- [Extrait]:
29 mars 2018

[Mgr Fellay, FSSPX - Ecône] La joie de Pâques - sermon de la messe chrismale 2018

SOURCE - Mgr Fellay, FSSPX - Ecône - 29 mars 2018

Au nom du Père et du Fils et du Saint-Esprit,

Chers Messieurs les abbés, chers séminaristes, bien chers fidèles,

Nous avons la joie ce matin selon la Tradition de l’Église de confectionner les saintes Huiles, les Saintes Huiles qui serviront dans quatre des sept Sacrements de l’Église, certains pour la validité, d’autres pour la confection du Sacrement. Cette cérémonie est très, très, particulière et même si nous devons être assez courts parce que les prêtres doivent repartir dans leur ministère, nous devons quand même vous livrer quelques pensées.

La première c’est que, à ma connaissance, c’est le seul endroit de tout le missel où l’on trouve dans les rubriques l’exigence d’avoir des beaux ornements. L’Église demande que l’évêque soit vêtu de vêtements précieux. Cela ne veut pas dire que c’est la seule fois où les choses doivent être ainsi, cela veut dire que le souci de l’Église, tellement bien exprimé par saint Pie X : le peuple chrétien doit prier sur la beauté. Il s’agit du culte de Dieu. Il est tellement normal, cela devrait aller de soi que, pour honorer le bon Dieu, on Lui donne le meilleur et donc qu’on ait ce soin, surtout nous qui voulons garder toute la liturgie dans toute sa beauté, dans toute son expression. La liturgie, c’est le culte de Dieu et donc qu’on ait ce soin de la beauté, dans toute sainte Messe, dans tout acte liturgique, il faut avoir ce souci Il ne s’agit pas simplement de faire quelque chose, il s’agit d’honorer Dieu, de Le glorifier, il s’agit de toute notre adoration et notre amour du bon Dieu. Et comme dans tout amour, on soigne les détails.

Une deuxième pensée : cette cérémonie exprime la nature profonde de l’Église, profondément hiérarchique, c’est le bon Dieu qui a voulu ainsi les choses. Tout bien, tout bien, tout ce que nous recevons, nous le recevons du bon Dieu. Qu’il s’agisse des grâces, qu’il s’agisse des qualités, des pouvoirs, tout, tout vient de Dieu. Et la manière de distribuer ces dons, surtout les dons surnaturels, est tellement bien exprimée dans cette Messe Tout d’abord la transmission de la grâce. Tout découle de la sainte Messe.

- [Données affichées]:
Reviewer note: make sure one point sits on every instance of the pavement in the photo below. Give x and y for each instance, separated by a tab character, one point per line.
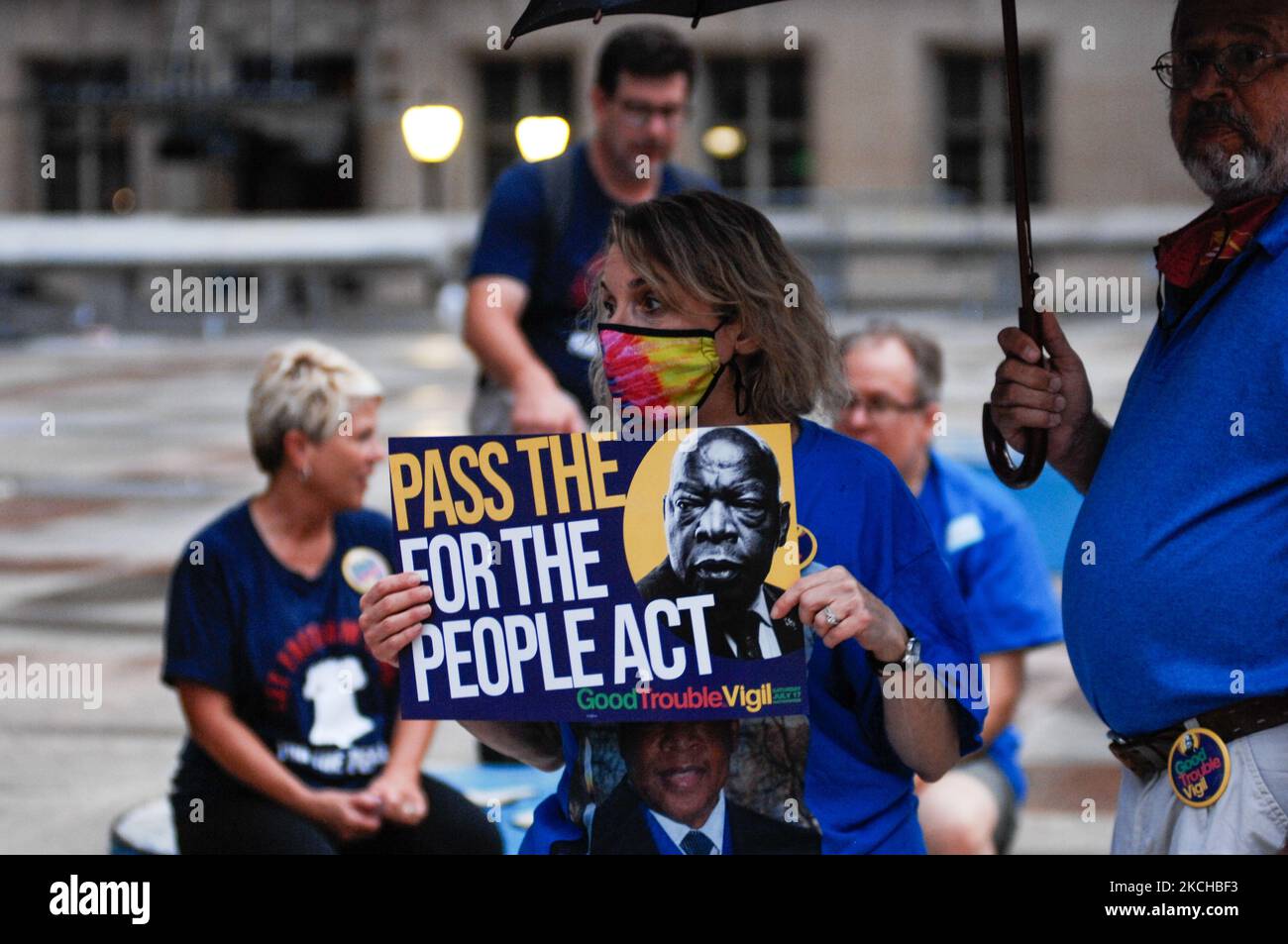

- [Objectif de l’exercice]:
Recopiez fidèlement le passage du sermon, en commençant à « Nous avons la » et en terminant à « livrer quelques pensées. », s’il vous plaît.

- [Exercice corrigé]:
Nous avons la joie ce matin selon la Tradition de l’Église de confectionner les saintes Huiles, les Saintes Huiles qui serviront dans quatre des sept Sacrements de l’Église, certains pour la validité, d’autres pour la confection du Sacrement. Cette cérémonie est très, très, particulière et même si nous devons être assez courts parce que les prêtres doivent repartir dans leur ministère, nous devons quand même vous livrer quelques pensées.